(Passage provided)
== == ==

GOP Presidential Aspirants Clash over the Budget
Policy + Politics

GOP Presidential Aspirants Clash over the Budget

iStockphoto/Library of Congress/The Fiscal Times

Presidential politics permeated the Senate’s marathon late-night voting Thursday on a ten-year balanced budget plan. Four Republicans, including declared presidential candidate Ted Cruz of Texas, repeatedly sparred in an effort to demonstrate who was more concerned about national defense and who cared more about the nation’s long-term fiscal health. 

In a preview of what could be in store once the 2016 Republican presidential campaign is fully joined later this spring and summer, Cruz, Rand Paul of Kentucky, Marco Rubio of Florida and Lindsey Graham of South Carolina bickered and sniped at one another throughout Thursday night and early Friday morning.

Related: Marathon Voting Session Leads to Senate Budget Passage 

Rubio and Paul both pressed for even more defense spending next year than the $40 billion the Republican budget would add to President Obama’s request. Paul  wanted to find offsets to pay for the additional funds while Rubio insisted that wasn’t essential. 

Cruz, the first to announce for the GOP presidential nomination this week, is promoting himself as a fiscal conservative with the leanings of defense hawks. He wavered on the floor before voting along with Graham in favor of Rubio’s amendment – which went down.

== == ==

(Record excerpts)
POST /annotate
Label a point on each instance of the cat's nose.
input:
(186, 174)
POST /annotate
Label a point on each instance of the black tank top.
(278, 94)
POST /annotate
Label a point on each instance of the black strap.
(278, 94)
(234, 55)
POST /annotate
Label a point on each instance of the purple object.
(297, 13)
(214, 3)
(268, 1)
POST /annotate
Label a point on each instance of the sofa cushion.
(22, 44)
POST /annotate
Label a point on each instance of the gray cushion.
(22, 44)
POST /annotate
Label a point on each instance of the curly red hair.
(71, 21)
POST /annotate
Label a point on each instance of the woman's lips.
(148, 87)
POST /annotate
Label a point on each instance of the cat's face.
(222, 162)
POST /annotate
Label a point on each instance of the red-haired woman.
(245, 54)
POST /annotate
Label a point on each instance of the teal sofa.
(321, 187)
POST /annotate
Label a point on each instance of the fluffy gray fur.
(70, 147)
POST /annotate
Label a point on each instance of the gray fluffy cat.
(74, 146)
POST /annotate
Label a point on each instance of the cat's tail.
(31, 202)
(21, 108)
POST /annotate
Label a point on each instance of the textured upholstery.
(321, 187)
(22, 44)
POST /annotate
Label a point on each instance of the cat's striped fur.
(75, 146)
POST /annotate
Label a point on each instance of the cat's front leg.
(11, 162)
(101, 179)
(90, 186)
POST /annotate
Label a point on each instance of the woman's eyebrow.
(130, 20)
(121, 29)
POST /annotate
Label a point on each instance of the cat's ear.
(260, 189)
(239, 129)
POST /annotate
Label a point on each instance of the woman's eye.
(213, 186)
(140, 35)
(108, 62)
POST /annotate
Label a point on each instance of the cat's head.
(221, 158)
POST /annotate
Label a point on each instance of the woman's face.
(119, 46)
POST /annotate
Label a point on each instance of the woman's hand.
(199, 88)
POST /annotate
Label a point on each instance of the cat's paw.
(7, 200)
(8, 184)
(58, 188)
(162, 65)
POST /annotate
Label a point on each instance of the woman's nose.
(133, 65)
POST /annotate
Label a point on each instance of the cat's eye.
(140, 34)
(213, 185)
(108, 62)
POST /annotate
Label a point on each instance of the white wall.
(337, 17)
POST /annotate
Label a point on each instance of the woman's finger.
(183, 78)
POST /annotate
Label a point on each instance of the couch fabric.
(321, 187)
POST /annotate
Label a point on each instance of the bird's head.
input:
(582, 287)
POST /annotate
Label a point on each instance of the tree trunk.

== == ==

(About this task) Return the words of the budget vote article between "Related: Marathon Voting" and "that wasn’t essential.", inclusive, without any changes. Rely solely on the article about the Senate budget vote.

(Exercise response)
Related: Marathon Voting Session Leads to Senate Budget Passage 

Rubio and Paul both pressed for even more defense spending next year than the $40 billion the Republican budget would add to President Obama’s request. Paul  wanted to find offsets to pay for the additional funds while Rubio insisted that wasn’t essential.